>> Begin Data shown

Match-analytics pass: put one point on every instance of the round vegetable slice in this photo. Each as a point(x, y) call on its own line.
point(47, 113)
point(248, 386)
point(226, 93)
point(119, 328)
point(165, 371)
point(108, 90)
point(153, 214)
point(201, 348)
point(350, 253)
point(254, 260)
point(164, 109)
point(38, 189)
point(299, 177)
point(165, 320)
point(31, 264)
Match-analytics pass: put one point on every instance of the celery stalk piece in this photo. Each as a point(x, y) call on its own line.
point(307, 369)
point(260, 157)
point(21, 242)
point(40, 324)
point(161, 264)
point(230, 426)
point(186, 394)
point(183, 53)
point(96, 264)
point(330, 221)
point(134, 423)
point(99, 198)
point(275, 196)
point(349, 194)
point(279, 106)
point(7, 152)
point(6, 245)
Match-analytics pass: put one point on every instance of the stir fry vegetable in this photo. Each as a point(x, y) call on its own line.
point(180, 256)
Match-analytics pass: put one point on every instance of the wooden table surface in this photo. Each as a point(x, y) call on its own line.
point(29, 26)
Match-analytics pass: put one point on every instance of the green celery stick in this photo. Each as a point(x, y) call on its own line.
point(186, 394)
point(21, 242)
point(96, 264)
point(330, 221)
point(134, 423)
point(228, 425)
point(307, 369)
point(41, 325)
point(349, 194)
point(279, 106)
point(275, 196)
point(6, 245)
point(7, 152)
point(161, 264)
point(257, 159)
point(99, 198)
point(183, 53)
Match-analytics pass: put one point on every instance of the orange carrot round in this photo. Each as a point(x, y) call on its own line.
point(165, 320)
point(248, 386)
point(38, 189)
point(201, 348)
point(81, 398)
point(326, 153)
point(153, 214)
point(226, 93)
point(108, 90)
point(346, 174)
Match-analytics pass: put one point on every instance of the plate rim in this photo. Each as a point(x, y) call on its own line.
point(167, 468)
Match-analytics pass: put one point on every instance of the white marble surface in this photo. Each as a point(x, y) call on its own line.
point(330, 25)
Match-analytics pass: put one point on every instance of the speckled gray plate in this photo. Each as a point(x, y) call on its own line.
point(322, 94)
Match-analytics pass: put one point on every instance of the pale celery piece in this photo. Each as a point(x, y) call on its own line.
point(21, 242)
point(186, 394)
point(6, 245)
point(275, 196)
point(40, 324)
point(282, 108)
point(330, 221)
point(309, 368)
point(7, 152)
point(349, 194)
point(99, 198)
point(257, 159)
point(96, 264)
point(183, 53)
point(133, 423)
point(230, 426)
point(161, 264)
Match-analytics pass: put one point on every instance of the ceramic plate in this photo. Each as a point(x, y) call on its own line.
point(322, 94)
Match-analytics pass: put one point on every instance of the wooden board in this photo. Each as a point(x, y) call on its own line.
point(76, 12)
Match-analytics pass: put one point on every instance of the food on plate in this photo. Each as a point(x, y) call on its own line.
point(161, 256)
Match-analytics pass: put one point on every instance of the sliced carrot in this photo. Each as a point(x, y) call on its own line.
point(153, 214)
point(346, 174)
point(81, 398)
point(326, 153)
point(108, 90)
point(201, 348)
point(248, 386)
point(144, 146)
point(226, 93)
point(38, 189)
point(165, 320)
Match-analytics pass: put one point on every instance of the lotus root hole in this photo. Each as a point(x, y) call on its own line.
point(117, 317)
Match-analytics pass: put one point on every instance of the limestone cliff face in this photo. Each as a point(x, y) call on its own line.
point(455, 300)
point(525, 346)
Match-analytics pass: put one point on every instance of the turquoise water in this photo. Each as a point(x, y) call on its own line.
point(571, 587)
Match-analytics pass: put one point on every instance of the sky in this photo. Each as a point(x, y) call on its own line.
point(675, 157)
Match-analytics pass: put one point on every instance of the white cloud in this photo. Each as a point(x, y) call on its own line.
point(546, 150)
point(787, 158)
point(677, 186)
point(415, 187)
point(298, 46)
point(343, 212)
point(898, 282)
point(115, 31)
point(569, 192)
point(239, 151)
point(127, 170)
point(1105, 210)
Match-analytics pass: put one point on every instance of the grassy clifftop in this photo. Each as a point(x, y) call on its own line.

>> End Data shown

| Request |
Reproduce every one of the records above verbatim, line by line and in the original order.

| Solution below |
Match-analytics pass: put one point on every instance of the round vegetable slice in this photo. Each as a point(x, y) call on its own line.
point(47, 113)
point(248, 386)
point(226, 93)
point(119, 328)
point(165, 371)
point(108, 90)
point(153, 214)
point(201, 348)
point(350, 253)
point(254, 260)
point(164, 109)
point(38, 189)
point(299, 177)
point(165, 320)
point(31, 264)
Match-analytics pass: put one point on every instance of the celery stalk piece in this photo. Each as a point(x, y) call on its own line.
point(307, 369)
point(260, 157)
point(21, 242)
point(40, 324)
point(161, 264)
point(230, 426)
point(186, 394)
point(183, 53)
point(96, 264)
point(330, 221)
point(134, 423)
point(99, 198)
point(275, 196)
point(349, 194)
point(279, 106)
point(7, 152)
point(6, 245)
Match-analytics pass: put one point on every instance of the stir fry vegetable in this photo. Each as a point(x, y) call on its own line.
point(180, 256)
Match-analytics pass: put one point on every instance of the wooden table surface in this photo. Each as a point(x, y) call on its own line.
point(29, 26)
Match-analytics pass: put one point on every instance of the green celery stick in this photo. Each as a point(x, y) call on its own line.
point(186, 394)
point(21, 242)
point(96, 264)
point(330, 221)
point(134, 423)
point(228, 425)
point(307, 369)
point(41, 325)
point(349, 194)
point(279, 106)
point(275, 196)
point(6, 245)
point(7, 152)
point(161, 264)
point(257, 159)
point(99, 198)
point(183, 53)
Match-analytics pass: put one point on every instance of the orange carrot round in this photo. Each as a point(x, y) call on its own line.
point(165, 320)
point(248, 386)
point(38, 189)
point(201, 348)
point(81, 398)
point(326, 153)
point(153, 214)
point(226, 93)
point(108, 90)
point(346, 174)
Match-analytics pass: put one point on every instance of the plate rim in this photo. Each as a point(x, y) call on its own line.
point(167, 468)
Match-analytics pass: put one point on every instance of the white marble surface in this photo. Each as a point(x, y) call on its own line.
point(330, 25)
Match-analytics pass: put one point on every instance of the speckled gray plate in this photo. Each as a point(x, y) call on its own line.
point(322, 94)
Match-analytics pass: put one point on every instance of the pale celery piece in this photo. Each as a point(x, y) call on its own line.
point(21, 242)
point(186, 394)
point(6, 245)
point(275, 196)
point(40, 324)
point(282, 108)
point(330, 221)
point(309, 368)
point(7, 152)
point(349, 194)
point(99, 198)
point(257, 159)
point(96, 264)
point(183, 53)
point(133, 423)
point(230, 426)
point(161, 264)
Match-analytics pass: put one point on every instance of the ceramic plate in this photo. Each as a point(x, y) call on its own line.
point(322, 94)
Match-analytics pass: put one point on every instance of the wooden board in this photo. Each as a point(x, y) call on its own line.
point(76, 12)
Match-analytics pass: put one point on every instance of the food on plate in this photo. Each as a point(x, y) call on its own line.
point(161, 256)
Match-analytics pass: put one point on every instance of the sliced carrot in this photo. Each as a point(x, y) call on its own line.
point(153, 214)
point(346, 174)
point(81, 398)
point(326, 153)
point(108, 90)
point(201, 348)
point(248, 386)
point(144, 146)
point(226, 93)
point(38, 189)
point(165, 320)
Match-analytics pass: put one point on every instance of the lotus root hole in this photo. Each as a point(x, y) call on its own line.
point(117, 317)
Match-analytics pass: put one point on every instance of the limestone cliff face in this photo. Each as a point(x, y) call on its own line.
point(455, 300)
point(525, 346)
Match-analytics pass: put one point on every instance of the turquoise water in this photo. Each as a point(x, y) call on its own line.
point(571, 587)
Match-analytics pass: put one point on every instance of the sky in this photo. Each as a point(x, y) call on its own line.
point(675, 157)
Match-analytics pass: put one point on every instance of the white cloud in this photo. Each as a point(x, y) call on its own line.
point(546, 150)
point(787, 158)
point(677, 186)
point(415, 187)
point(298, 46)
point(343, 212)
point(898, 282)
point(115, 31)
point(569, 192)
point(239, 151)
point(127, 170)
point(1105, 210)
Match-analytics pass: put one point on every instance of the grassy clifftop in this photo. Each as a point(x, y) call on its own line.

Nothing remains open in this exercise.